● **Requirement**:
Pull out every line in the entries below that contains the string "field", treating uppercase and lowercase letters as different.

● **Raw data**:
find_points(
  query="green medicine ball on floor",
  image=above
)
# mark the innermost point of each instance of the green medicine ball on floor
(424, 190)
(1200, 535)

--

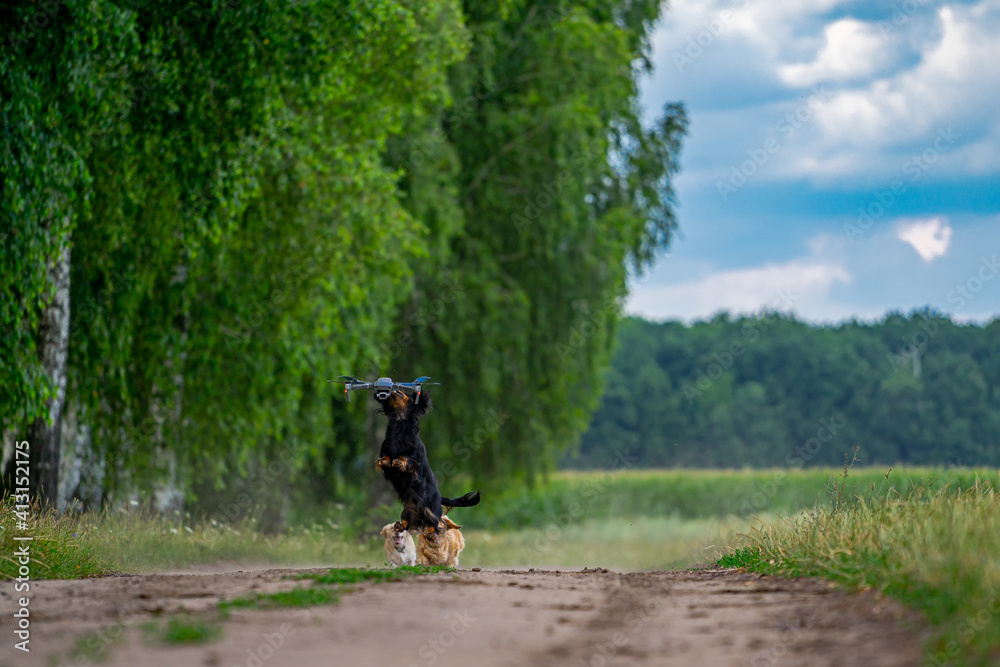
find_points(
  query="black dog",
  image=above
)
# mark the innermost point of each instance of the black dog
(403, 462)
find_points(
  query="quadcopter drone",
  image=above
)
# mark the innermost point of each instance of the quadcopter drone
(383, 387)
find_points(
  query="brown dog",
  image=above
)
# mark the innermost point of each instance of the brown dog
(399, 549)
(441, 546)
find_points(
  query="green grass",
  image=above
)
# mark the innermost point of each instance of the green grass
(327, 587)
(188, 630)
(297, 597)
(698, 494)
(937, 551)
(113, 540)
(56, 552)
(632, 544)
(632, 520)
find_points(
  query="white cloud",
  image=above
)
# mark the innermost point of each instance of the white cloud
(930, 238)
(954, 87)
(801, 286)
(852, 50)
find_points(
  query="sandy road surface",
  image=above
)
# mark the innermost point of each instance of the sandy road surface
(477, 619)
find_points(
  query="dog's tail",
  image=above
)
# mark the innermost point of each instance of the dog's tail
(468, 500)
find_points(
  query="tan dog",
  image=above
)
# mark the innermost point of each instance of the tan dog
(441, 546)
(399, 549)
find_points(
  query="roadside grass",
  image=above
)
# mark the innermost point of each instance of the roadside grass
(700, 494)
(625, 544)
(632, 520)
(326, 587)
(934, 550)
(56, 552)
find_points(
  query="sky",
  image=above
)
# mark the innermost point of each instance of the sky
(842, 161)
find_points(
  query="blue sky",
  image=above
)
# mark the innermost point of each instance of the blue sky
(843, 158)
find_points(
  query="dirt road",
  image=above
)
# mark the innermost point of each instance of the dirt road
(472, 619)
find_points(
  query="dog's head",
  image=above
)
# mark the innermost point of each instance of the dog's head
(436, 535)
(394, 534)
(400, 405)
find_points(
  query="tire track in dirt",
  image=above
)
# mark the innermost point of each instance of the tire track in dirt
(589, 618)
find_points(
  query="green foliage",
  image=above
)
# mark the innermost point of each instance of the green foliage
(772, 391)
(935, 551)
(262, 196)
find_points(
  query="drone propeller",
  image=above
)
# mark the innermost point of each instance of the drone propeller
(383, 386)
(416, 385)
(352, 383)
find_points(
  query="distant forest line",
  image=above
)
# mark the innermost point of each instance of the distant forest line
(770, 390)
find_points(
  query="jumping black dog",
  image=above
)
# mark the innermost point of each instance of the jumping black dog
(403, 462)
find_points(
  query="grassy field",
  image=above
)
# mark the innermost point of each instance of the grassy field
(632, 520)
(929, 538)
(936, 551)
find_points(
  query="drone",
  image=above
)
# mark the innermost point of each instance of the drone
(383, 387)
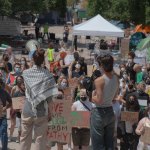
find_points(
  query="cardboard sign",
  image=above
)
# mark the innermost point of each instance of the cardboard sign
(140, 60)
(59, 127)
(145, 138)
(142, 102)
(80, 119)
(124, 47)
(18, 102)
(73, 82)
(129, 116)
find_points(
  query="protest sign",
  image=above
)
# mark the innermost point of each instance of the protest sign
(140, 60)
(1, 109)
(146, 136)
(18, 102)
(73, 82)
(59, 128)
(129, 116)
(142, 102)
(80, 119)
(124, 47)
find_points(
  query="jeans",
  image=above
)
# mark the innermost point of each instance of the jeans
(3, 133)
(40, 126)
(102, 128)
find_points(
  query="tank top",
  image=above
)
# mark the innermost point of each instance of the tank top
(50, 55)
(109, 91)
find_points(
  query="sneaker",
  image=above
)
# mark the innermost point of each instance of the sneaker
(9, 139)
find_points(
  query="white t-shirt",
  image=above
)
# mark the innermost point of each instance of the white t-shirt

● **Complete answer**:
  query="grassy field",
# mark the innermost point of each instance of the grassy field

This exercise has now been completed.